What to work on
Reproduce every one of the records below verbatim, line for line and in the same order.

Stored rows

######

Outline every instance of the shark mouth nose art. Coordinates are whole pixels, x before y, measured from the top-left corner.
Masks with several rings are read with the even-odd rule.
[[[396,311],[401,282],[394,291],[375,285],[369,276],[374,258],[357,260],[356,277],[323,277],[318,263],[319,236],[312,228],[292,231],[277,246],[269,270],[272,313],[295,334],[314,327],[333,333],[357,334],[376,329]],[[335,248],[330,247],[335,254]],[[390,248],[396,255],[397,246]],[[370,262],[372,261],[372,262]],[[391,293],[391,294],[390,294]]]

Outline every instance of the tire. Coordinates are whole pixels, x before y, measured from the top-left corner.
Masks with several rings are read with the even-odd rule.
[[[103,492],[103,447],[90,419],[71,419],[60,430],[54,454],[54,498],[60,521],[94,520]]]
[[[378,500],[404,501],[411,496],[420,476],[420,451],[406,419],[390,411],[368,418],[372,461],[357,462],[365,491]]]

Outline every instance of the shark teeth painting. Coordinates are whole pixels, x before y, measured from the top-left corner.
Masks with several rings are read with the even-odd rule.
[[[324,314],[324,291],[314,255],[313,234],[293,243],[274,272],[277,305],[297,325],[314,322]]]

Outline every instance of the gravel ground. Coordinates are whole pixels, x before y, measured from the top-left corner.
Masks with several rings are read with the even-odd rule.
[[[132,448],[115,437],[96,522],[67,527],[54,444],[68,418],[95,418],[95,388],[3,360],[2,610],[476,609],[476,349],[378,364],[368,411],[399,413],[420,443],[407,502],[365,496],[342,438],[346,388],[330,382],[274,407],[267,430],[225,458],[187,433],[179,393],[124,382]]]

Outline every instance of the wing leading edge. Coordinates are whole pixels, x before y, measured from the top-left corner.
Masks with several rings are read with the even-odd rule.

######

Result for this exercise
Outline every instance of the shark mouth nose art. Coordinates are whole pixels, x before y, measured from the top-left corner.
Masks with several rings are read with the even-odd rule.
[[[396,311],[401,282],[394,291],[375,285],[369,276],[374,258],[357,260],[356,277],[323,277],[318,263],[319,236],[312,228],[292,231],[277,246],[269,270],[272,313],[295,334],[314,327],[333,333],[357,334],[376,329]],[[335,248],[330,247],[335,254]],[[390,248],[396,255],[397,246]],[[370,262],[372,261],[372,262]],[[391,293],[391,294],[390,294]]]

Outline every instance of the tire. Coordinates are whole pixels, x before y, measured from the top-left corner.
Masks with several rings are read with the even-odd rule.
[[[103,492],[103,447],[90,419],[71,419],[60,430],[54,454],[54,498],[60,521],[94,520]]]
[[[378,500],[404,501],[411,496],[420,476],[420,451],[406,419],[390,411],[368,418],[372,461],[357,462],[365,491]]]

Outline every instance of the shark teeth painting. Coordinates are whole pixels, x before y, measured from the top-left corner.
Masks with several rings are read with the even-odd rule.
[[[324,314],[324,291],[314,255],[313,234],[293,243],[274,272],[277,305],[297,325],[314,322]]]

Outline every instance of the gravel ground. Coordinates are whole pixels, x before y, measured from the top-left corner.
Masks with several rings are read with the even-odd rule.
[[[132,448],[115,437],[96,522],[67,527],[54,444],[68,418],[95,418],[95,388],[3,360],[2,610],[476,609],[476,349],[378,364],[368,411],[399,413],[420,443],[407,502],[365,496],[342,438],[346,388],[330,382],[274,407],[267,430],[225,458],[187,433],[179,393],[124,382]]]

Outline every instance of the wing leading edge. Coordinates are whole pixels, x before y, measured from the top-left corner.
Masks with several rings are read with the even-odd rule.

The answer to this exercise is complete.